- [GIVEN RECORDS]:
====

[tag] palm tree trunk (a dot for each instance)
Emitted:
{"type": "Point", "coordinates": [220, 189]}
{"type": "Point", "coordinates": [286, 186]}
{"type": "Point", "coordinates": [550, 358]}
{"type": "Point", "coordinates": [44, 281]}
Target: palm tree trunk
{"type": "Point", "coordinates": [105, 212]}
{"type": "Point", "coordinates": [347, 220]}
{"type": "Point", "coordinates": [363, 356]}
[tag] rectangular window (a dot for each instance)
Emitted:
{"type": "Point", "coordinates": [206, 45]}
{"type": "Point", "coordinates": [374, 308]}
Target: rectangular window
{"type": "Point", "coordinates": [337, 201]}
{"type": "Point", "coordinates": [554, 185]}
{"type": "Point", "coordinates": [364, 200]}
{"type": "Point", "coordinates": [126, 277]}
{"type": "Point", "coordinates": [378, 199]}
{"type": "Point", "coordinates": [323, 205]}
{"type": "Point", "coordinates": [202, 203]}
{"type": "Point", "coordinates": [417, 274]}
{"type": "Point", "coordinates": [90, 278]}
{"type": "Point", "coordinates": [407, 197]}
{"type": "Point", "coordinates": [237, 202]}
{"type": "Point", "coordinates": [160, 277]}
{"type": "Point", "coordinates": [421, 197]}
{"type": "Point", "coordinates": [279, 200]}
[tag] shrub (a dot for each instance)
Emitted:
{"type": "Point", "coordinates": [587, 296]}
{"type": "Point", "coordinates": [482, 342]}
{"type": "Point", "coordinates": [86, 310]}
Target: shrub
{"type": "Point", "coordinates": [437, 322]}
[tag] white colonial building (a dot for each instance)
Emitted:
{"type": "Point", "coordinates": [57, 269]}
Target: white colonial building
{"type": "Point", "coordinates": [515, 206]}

====

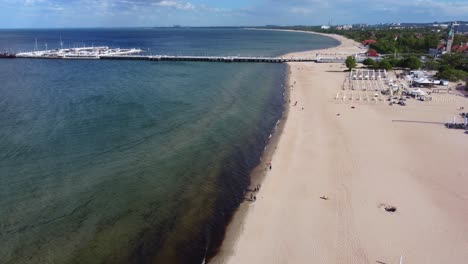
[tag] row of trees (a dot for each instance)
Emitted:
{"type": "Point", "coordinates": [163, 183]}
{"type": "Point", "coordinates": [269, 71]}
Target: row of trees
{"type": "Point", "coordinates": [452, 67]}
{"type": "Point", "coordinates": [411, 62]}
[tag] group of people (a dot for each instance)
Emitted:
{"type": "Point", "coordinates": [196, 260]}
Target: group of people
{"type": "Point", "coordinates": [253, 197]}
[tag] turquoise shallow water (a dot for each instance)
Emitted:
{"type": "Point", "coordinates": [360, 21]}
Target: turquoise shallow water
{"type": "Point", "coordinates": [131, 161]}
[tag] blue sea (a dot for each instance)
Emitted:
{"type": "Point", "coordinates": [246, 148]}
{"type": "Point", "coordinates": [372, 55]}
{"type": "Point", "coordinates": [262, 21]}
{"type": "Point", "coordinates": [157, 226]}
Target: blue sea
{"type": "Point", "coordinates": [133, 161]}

====

- [GOAL OF THE EXERCISE]: Pick out every line in the records above that contains the string "building", matching case exactly, and copy each one.

- [REPLY TO THE TASK]:
[tag] white colonial building (a dot for each instance)
Target: white colonial building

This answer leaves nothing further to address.